Open Gov & Civic Tech Meetup, Apr 21

Date: Mon, Apr 21, 2014
Time: 6:45 – 8:45 pm
Location: Terrazas Branch Library, 1105 E. Cesar Chavez St, Austin, TX, 78702 (map)
Calendar: link

Topic One: Meet the City of Austin Data Architect

The City of Austin has just created a new position, a Data Architect. This person will be on the Communications and Technology Management (CTM) staff, and will be responsible for the data architecture of key enterprise projects in the city. They also will play a large role in shaping our open data systems.

His name is Ted Lehr. We’ll have an opportunity to meet Ted, and talk about the future for open data initiatives in the city.

Topic Two: Austin 3-1-1: Data, Apps, and API

Back in early 2013, the City of Austin was contemplating a contract extension with our 3-1-1 service system provider. At the direction of the City Council, Open Austin members met with city staff to discuss the project plans. Our key feedback point was concern the project support open data and open API standards, and not lock us into a proprietary platform app. We also dove deeper into the plans to integrate 3-1-1 with other city systems.

The city council approved the contract — with our support — and city staff have been moving forward on implementation.

### [WHAT YOU NEED TO DO]
Copy out the meetup announcement word for word, from its title line to its last sentence.

### [ENTRIES SUPPLIED]
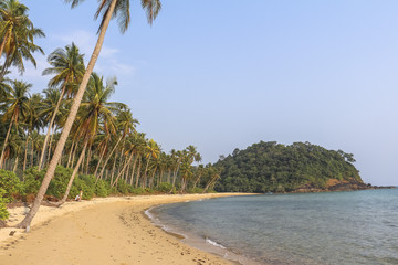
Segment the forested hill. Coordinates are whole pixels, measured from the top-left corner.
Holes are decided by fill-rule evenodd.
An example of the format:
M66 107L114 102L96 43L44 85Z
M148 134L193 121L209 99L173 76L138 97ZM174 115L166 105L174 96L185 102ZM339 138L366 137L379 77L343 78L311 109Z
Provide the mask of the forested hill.
M352 153L310 142L275 141L235 149L214 165L222 168L217 191L292 192L333 190L344 184L366 188Z

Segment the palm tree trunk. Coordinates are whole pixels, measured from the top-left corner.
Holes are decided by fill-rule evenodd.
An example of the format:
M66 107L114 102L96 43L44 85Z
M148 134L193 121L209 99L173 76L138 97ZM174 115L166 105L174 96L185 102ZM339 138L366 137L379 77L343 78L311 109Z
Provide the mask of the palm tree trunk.
M73 151L73 149L74 149L74 146L75 146L75 141L72 141L71 151L70 151L70 155L69 155L69 158L67 158L66 168L69 168L69 166L70 166L70 163L71 163L72 151Z
M176 170L174 171L174 176L172 176L172 187L175 187L175 184L176 184L176 179L177 179L178 169L179 169L179 165L178 165L178 167L176 168Z
M200 177L201 177L201 173L199 173L199 174L198 174L198 178L195 180L195 182L193 182L193 189L196 188L197 183L199 182Z
M146 187L146 182L147 182L147 171L148 171L148 166L149 166L149 157L148 157L148 160L147 160L147 165L145 167L145 171L144 171L144 180L143 180L143 183L142 183L142 187L145 188Z
M95 168L94 176L96 176L96 173L98 172L101 162L102 162L102 160L104 159L105 151L106 151L106 147L104 147L104 150L103 150L103 151L101 152L101 155L100 155L100 160L98 160L98 163L97 163L97 166L96 166L96 168Z
M25 153L23 157L23 171L25 171L25 169L27 169L28 145L29 145L29 135L27 135L27 141L25 141Z
M67 199L67 197L69 197L69 193L70 193L71 188L72 188L72 184L73 184L73 180L74 180L74 178L76 177L76 174L77 174L77 172L78 172L78 167L81 166L82 160L83 160L83 158L84 158L84 156L85 156L85 150L86 150L87 144L88 144L88 141L86 140L85 144L84 144L82 153L81 153L81 156L80 156L80 158L78 158L78 160L77 160L77 165L76 165L76 167L74 168L73 173L72 173L72 176L71 176L71 178L70 178L70 181L69 181L67 187L66 187L65 194L64 194L64 197L62 198L60 205L62 205L63 203L65 203L65 201L66 201L66 199Z
M171 169L169 169L167 174L167 183L170 183L170 177L171 177Z
M31 167L34 166L34 165L33 165L33 158L34 158L34 148L33 148L33 145L34 145L34 142L33 142L33 138L32 138L31 163L30 163Z
M51 130L52 130L52 127L53 127L53 124L54 124L54 120L55 120L57 110L59 110L59 108L60 108L60 105L61 105L63 95L64 95L64 93L65 93L65 88L66 88L66 83L65 83L64 86L62 87L62 92L61 92L61 95L60 95L60 99L59 99L57 103L56 103L56 106L55 106L55 109L54 109L54 114L53 114L53 116L51 117L51 120L50 120L50 124L49 124L49 130L48 130L48 132L46 132L46 135L45 135L44 144L43 144L43 150L42 150L42 153L41 153L41 157L40 157L39 170L41 169L41 167L42 167L42 165L43 165L45 148L46 148L46 146L48 146L49 138L50 138L50 134L51 134ZM84 89L85 89L85 88L84 88ZM50 159L50 157L49 157L49 159Z
M150 176L150 180L149 180L149 189L151 189L151 188L153 188L153 186L154 186L155 173L156 173L156 168L154 168L154 172L153 172L153 174Z
M88 174L88 170L90 170L91 148L92 148L92 145L90 145L88 150L87 150L86 174Z
M126 160L125 165L123 166L123 169L121 170L121 172L117 174L116 179L115 179L115 182L111 183L111 188L113 188L114 186L117 184L117 181L118 179L121 178L121 176L125 172L126 168L127 168L127 165L129 165L129 162L132 161L133 159L133 153L132 156L129 157L128 161Z
M50 162L50 159L51 159L51 147L52 147L52 141L53 141L53 136L54 136L54 128L51 128L46 162Z
M121 136L121 138L117 140L116 145L115 145L114 148L112 149L111 153L109 153L108 157L106 158L106 160L105 160L105 162L104 162L104 167L103 167L103 169L101 170L101 172L100 172L100 174L98 174L98 177L97 177L97 180L103 176L104 170L105 170L105 167L106 167L107 162L109 161L113 152L116 150L118 144L119 144L121 140L122 140L122 138L123 138L123 136Z
M140 165L142 165L142 157L139 156L139 158L138 158L138 168L137 168L137 179L136 179L135 188L138 188L138 180L139 180L139 174L140 174Z
M6 136L6 139L4 139L4 145L3 145L3 149L1 151L1 157L0 157L0 169L2 168L2 165L3 165L3 160L4 160L4 151L6 151L6 147L7 147L7 144L8 144L8 138L10 137L10 132L11 132L11 127L12 127L12 123L13 123L13 117L14 115L12 115L11 117L11 121L10 121L10 127L7 131L7 136Z
M62 129L62 134L61 134L60 140L59 140L59 142L56 145L54 155L53 155L53 157L52 157L52 159L50 161L49 169L45 172L45 176L43 178L43 182L42 182L42 184L41 184L41 187L39 189L38 195L34 199L34 202L33 202L33 204L31 206L31 210L29 211L27 216L22 220L22 222L17 225L20 229L25 229L25 227L30 226L33 218L38 213L40 204L41 204L41 202L42 202L42 200L44 198L44 194L45 194L45 192L46 192L46 190L49 188L50 181L51 181L51 179L53 178L53 176L55 173L55 168L56 168L57 161L61 158L62 150L63 150L63 148L65 146L66 139L67 139L69 134L70 134L71 128L72 128L72 125L73 125L73 123L74 123L74 120L76 118L76 114L77 114L80 104L82 102L84 91L85 91L85 88L87 86L91 73L93 72L95 62L97 61L97 57L98 57L100 52L101 52L101 47L102 47L102 45L104 43L105 33L106 33L106 30L107 30L107 28L109 25L111 18L112 18L112 15L114 13L116 2L117 2L117 0L113 0L112 3L109 4L109 9L108 9L108 12L105 15L103 26L101 28L101 32L100 32L98 40L97 40L97 43L95 45L93 55L90 59L86 72L84 73L84 76L82 78L82 83L81 83L81 85L78 87L78 91L77 91L77 94L75 95L75 98L73 100L71 112L70 112L70 114L67 116L65 126Z
M117 153L115 155L114 166L112 167L111 183L112 183L113 178L114 178L114 176L115 176L116 160L117 160Z
M76 141L76 144L75 144L75 148L74 148L74 150L73 150L73 153L72 153L72 161L71 161L71 168L73 168L73 166L74 166L74 161L75 161L75 156L76 156L76 151L77 151L77 141Z
M135 166L136 166L137 159L138 159L138 156L136 156L136 158L134 159L134 163L133 163L133 168L132 168L130 186L133 186L134 171L135 171Z
M1 43L1 46L0 46L0 57L1 57L2 53L3 53L3 51L4 51L6 42L8 41L9 35L10 35L10 32L9 32L9 31L7 31L7 34L6 34L6 36L4 36L3 41L2 41L2 43ZM3 67L4 67L4 66L6 66L6 62L4 62Z
M12 169L12 172L15 172L17 171L17 168L18 168L18 160L19 160L19 157L17 155L17 158L15 158L15 163L14 163L14 168Z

### [TASK SOLUTION]
Open Gov & Civic Tech Meetup, Apr 21

Date: Mon, Apr 21, 2014
Time: 6:45 – 8:45 pm
Location: Terrazas Branch Library, 1105 E. Cesar Chavez St, Austin, TX, 78702 (map)
Calendar: link

Topic One: Meet the City of Austin Data Architect

The City of Austin has just created a new position, a Data Architect. This person will be on the Communications and Technology Management (CTM) staff, and will be responsible for the data architecture of key enterprise projects in the city. They also will play a large role in shaping our open data systems.

His name is Ted Lehr. We’ll have an opportunity to meet Ted, and talk about the future for open data initiatives in the city.

Topic Two: Austin 3-1-1: Data, Apps, and API

Back in early 2013, the City of Austin was contemplating a contract extension with our 3-1-1 service system provider. At the direction of the City Council, Open Austin members met with city staff to discuss the project plans. Our key feedback point was concern the project support open data and open API standards, and not lock us into a proprietary platform app. We also dove deeper into the plans to integrate 3-1-1 with other city systems.

The city council approved the contract — with our support — and city staff have been moving forward on implementation.